>> begin RECORDS FOR PROCESSING

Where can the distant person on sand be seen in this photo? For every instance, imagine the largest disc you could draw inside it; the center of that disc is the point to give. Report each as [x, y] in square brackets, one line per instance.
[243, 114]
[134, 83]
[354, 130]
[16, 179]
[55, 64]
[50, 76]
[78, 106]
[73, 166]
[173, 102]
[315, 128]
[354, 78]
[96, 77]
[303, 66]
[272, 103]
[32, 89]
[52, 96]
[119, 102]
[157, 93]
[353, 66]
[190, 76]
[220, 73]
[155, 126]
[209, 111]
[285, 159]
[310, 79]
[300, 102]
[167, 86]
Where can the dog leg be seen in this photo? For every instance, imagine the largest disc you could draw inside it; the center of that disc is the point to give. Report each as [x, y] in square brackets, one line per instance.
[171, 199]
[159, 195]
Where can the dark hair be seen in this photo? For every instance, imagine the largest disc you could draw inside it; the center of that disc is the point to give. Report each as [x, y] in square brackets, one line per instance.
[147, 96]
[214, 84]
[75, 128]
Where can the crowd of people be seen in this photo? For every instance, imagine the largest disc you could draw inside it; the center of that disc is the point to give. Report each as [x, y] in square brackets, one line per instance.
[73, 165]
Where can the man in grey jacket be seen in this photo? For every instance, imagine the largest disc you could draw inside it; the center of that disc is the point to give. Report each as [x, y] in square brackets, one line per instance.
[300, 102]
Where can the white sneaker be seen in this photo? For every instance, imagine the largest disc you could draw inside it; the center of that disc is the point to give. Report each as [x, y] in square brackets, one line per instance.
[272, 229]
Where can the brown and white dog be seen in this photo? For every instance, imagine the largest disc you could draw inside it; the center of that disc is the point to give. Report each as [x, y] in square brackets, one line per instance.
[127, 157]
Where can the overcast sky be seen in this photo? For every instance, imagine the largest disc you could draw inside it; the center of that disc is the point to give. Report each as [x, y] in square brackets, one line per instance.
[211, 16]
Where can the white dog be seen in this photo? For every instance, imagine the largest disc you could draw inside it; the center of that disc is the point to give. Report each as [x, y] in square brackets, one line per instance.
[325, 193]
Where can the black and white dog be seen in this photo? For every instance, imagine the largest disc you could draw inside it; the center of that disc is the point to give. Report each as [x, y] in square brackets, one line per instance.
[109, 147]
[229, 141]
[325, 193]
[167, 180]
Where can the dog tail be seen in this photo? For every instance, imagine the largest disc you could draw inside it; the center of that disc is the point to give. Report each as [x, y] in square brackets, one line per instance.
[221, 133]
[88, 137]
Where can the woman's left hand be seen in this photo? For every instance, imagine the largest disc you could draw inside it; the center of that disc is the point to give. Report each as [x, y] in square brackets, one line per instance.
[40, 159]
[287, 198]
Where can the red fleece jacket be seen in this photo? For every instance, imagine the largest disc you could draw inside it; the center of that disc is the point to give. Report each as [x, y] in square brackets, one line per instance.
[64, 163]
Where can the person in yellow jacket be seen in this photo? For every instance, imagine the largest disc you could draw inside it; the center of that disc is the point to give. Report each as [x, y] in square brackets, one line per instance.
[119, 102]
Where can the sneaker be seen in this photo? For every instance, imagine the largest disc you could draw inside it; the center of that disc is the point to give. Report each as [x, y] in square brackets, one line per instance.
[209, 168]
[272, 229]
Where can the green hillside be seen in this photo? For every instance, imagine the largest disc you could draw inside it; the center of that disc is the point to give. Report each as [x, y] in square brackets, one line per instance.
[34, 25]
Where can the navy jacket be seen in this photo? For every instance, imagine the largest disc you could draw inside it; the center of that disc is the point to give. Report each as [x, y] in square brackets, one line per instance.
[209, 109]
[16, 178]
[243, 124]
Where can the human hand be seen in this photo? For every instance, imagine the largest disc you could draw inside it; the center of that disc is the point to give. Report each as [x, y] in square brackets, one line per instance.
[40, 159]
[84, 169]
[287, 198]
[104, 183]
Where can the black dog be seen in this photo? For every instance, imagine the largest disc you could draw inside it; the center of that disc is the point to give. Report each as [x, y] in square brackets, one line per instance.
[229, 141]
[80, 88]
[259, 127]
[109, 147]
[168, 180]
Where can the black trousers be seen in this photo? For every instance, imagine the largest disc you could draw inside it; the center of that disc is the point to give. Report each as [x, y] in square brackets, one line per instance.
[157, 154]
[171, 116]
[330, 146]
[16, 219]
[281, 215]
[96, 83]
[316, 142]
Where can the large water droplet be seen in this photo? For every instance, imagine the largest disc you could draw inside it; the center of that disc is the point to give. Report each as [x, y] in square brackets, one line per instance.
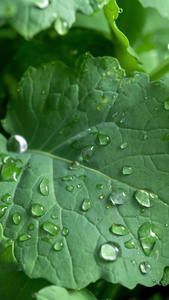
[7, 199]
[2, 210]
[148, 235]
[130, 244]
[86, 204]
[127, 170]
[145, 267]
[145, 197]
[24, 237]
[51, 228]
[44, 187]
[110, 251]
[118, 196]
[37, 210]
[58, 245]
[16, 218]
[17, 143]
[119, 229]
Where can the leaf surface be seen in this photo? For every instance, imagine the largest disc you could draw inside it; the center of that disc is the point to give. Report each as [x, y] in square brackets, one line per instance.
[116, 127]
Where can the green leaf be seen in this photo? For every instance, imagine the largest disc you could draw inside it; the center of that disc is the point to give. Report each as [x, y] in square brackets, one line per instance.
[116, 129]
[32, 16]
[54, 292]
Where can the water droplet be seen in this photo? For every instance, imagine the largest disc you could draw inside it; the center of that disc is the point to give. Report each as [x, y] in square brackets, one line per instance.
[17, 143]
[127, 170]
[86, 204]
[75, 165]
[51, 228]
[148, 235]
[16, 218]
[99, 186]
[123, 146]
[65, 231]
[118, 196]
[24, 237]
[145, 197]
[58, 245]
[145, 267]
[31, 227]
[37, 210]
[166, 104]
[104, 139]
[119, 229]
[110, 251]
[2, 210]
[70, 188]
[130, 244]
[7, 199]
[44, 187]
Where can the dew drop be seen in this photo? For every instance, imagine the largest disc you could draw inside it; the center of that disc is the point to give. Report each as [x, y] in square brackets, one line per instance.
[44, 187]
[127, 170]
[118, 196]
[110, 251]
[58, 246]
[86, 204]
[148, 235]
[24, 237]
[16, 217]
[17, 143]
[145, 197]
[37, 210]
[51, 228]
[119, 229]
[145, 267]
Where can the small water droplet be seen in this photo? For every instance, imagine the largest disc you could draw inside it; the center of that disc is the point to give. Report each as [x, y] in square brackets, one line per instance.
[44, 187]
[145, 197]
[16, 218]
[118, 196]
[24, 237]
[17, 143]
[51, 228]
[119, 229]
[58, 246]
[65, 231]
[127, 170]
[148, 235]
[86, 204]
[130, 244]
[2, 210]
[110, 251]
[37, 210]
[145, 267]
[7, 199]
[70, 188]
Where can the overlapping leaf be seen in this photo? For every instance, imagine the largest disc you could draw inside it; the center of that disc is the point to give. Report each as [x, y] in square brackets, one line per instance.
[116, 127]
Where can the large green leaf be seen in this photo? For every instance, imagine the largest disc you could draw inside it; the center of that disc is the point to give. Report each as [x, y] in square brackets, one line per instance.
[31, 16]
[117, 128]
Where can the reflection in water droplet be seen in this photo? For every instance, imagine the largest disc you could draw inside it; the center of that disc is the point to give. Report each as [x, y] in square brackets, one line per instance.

>> end RECORDS FOR PROCESSING

EXERCISE REQUIREMENTS
Extract the full listing exactly, with the pictures left out.

RESULT BELOW
Where can the distant person on sand be seen in this photo? For every instance, imagine the largest disc you could draw inside it; the center of that disc is the point to give. Report each as [x, y] in square brackets, one line per instance.
[243, 114]
[134, 83]
[354, 130]
[16, 179]
[55, 64]
[50, 76]
[78, 106]
[73, 166]
[173, 102]
[315, 128]
[354, 78]
[96, 77]
[303, 66]
[272, 103]
[32, 89]
[52, 96]
[119, 102]
[157, 93]
[353, 66]
[190, 76]
[220, 73]
[155, 126]
[209, 111]
[285, 159]
[310, 79]
[300, 102]
[167, 86]
Where can the dog leg be seen in this photo? For every instance, imagine the largest disc you could draw inside it; the center of that disc is the point to give. Report each as [x, y] in square brackets, one line per instance.
[171, 199]
[159, 195]
Where can the dark hair be seen in this photo? For every instance, imagine the largest disc you could draw inside it; the center of that disc is the point to give. Report each as [x, y] in square brackets, one line per instance.
[147, 96]
[214, 84]
[75, 128]
Where can the crowd of people be seen in this photo? For every instance, imagine the largest disc you could draw inside it; the center of that disc is the point to give. Report each as [x, y] in square brackets, one line per instance.
[73, 165]
Where can the man in grey jacket be seen in this photo? For every instance, imagine the largest disc you could draw inside it; the center of that disc is the point to give. Report each as [x, y] in square brackets, one line per instance.
[300, 102]
Where can the white sneaker be seen in this photo? For every instance, imagine the largest disc you could draw inside it; the center of that disc is the point to give. Report each as [x, y] in square brackets, one line per instance.
[272, 229]
Where can the brown and white dog be seen in this photo? For every instance, imagine the largest disc you could draw inside it; the center of that disc is the point to give. Report each as [x, y] in square brackets, one line per instance.
[127, 157]
Where can the overcast sky be seen in this photo? For every instance, imagine the largest disc you could draw inside it; the center of that disc is the point to give. Report each as [x, y] in square brackets, one line per instance.
[211, 16]
Where can the white dog be seen in this photo? For every instance, imagine the largest disc you could draw inside it; the center of that disc is the point to give. Report each as [x, y] in square brackets, one line per instance.
[325, 193]
Where can the black and white dog be seen in this photo? For every instance, imagine the largest disc you could draw inside it; the center of that disc is the point to give. Report each as [x, y] in square brackets, one line per instance.
[109, 147]
[229, 141]
[325, 193]
[167, 180]
Where can the dog tail be seen in this photo? For every instance, imagine the largest disc you could draw inside it; the center of that disc is the point to give. Report each as [x, y] in square brackets, one line per instance.
[221, 133]
[88, 137]
Where can the woman's left hand be seen in this photo? For every instance, imagine the largest disc you could draw inside it; the center of that disc is the point to give. Report each as [x, y] in square brackets, one line per instance.
[40, 159]
[287, 198]
Where can the red fleece jacket be seen in this photo? For every instance, imagine the largest disc you could draw inside it; the center of that disc is the point to give. Report each as [x, y] in square brackets, one line per instance.
[64, 163]
Where can the person in yellow jacket be seen in this photo? For every instance, imagine the largest disc you could draw inside it; the center of that disc is the point to give. Report each as [x, y] in square brackets, one line per instance.
[119, 102]
Where can the sneaker be seen in this photo? For every instance, imagine the largest disc you could draw inside it; the center of that disc is the point to give. Report each as [x, y] in square brackets, one line per instance.
[209, 168]
[272, 229]
Where can the green hillside be seen in this photo? For every instance, imagine the largest disc you could draw inside it; the center of that disc is the point to give. Report each as [x, y] in square brackets, one line per instance.
[34, 25]
Where can the navy jacket be seen in this photo? For every instance, imagine the largest disc you could draw inside it; the center of that disc is the point to give. Report each as [x, y] in square brackets, one line per instance.
[209, 109]
[16, 178]
[243, 124]
Where can the human hand be seen in this photo? For every instance, imagine the largest disc you could draw inside it; the center of that disc is the point to give. Report each as [x, y] in square brackets, one line per instance.
[40, 159]
[84, 169]
[287, 198]
[104, 183]
Where can the black dog be seen in this photo? For every instance, imagine the largest disc you could draw inside it; the center of that disc is the point to give. Report each as [x, y] in square brackets, one line per instance.
[229, 141]
[80, 88]
[259, 127]
[109, 147]
[168, 180]
Where can the black trousers be seen in this photo? For every instance, imagine the largest disc you could draw inside it; the center of that disc is the point to give. Report each as [x, y] in square brackets, one line per instance.
[157, 154]
[171, 116]
[330, 146]
[16, 219]
[281, 215]
[96, 83]
[316, 142]
Where can the large water droplet be seen in this photo? For every instance, imagine the largest disc you could draw inside it; the center of that disc is the point to give. Report each as [x, y] in square brackets, one line per instance.
[7, 199]
[2, 210]
[148, 235]
[130, 244]
[86, 204]
[127, 170]
[145, 267]
[145, 197]
[24, 237]
[51, 228]
[44, 187]
[110, 251]
[118, 196]
[37, 210]
[58, 245]
[16, 218]
[17, 143]
[119, 229]
Where can the leaf surface be seen in this photo? For every instance, imagine the largest disc you could draw inside it; the center of that disc is the point to give. Report each as [x, y] in square brackets, one line per instance.
[116, 127]
Where can the green leaf be seen in this photo? For every instance, imagine the largest disc you could draw inside it; the center of that disc is the point to give. Report each as [x, y] in square brackets, one line per instance.
[116, 129]
[32, 16]
[54, 292]
Where can the water droplet be seen in this photo? For every instance, imagine the largest disc you could draw inside it; the center of that disc is the point to give. Report each as [x, y] in square brackets, one line per instance.
[17, 143]
[127, 170]
[86, 204]
[75, 165]
[51, 228]
[148, 235]
[16, 218]
[99, 186]
[123, 146]
[65, 231]
[118, 196]
[24, 237]
[145, 197]
[58, 245]
[145, 267]
[31, 227]
[37, 210]
[166, 104]
[104, 139]
[119, 229]
[110, 251]
[2, 210]
[70, 188]
[130, 244]
[7, 199]
[44, 187]
Where can the dew drop be seen in this photo? For every instance, imagine the largest disc you could draw inside it; the center of that disc is the point to give. Report each as [x, y] in square brackets, one line per instance.
[44, 187]
[127, 170]
[118, 196]
[110, 251]
[58, 246]
[86, 204]
[148, 235]
[24, 237]
[16, 217]
[17, 143]
[145, 197]
[37, 210]
[51, 228]
[119, 229]
[145, 267]
Where can the small water droplet be seen in this photo? For every instance, imagine the largest disc you could draw inside it; the center of that disc is the point to give. Report each as [x, y] in square brackets, one line per instance.
[44, 187]
[145, 197]
[16, 218]
[118, 196]
[24, 237]
[17, 143]
[51, 228]
[119, 229]
[58, 246]
[65, 231]
[127, 170]
[148, 235]
[86, 204]
[130, 244]
[2, 210]
[110, 251]
[37, 210]
[145, 267]
[7, 199]
[70, 188]
Where can the overlapping leaf be seen in this photo? For every instance, imagine the largest disc you could draw inside it; the center of that disc is the point to give. Report each as [x, y] in square brackets, one line per instance.
[116, 127]
Where can the large green leaf be seen in this photo? For every instance, imagine the largest disc you could draw inside it; the center of that disc is the point to give. Report each as [x, y] in square brackets, one line per instance.
[31, 16]
[117, 128]
Where can the reflection in water droplet be seen in this photo? For every instance, imagine the largest disc you could draw inside it; the center of that disc is the point to give. Report each as [x, y] in square brackets, one line per instance.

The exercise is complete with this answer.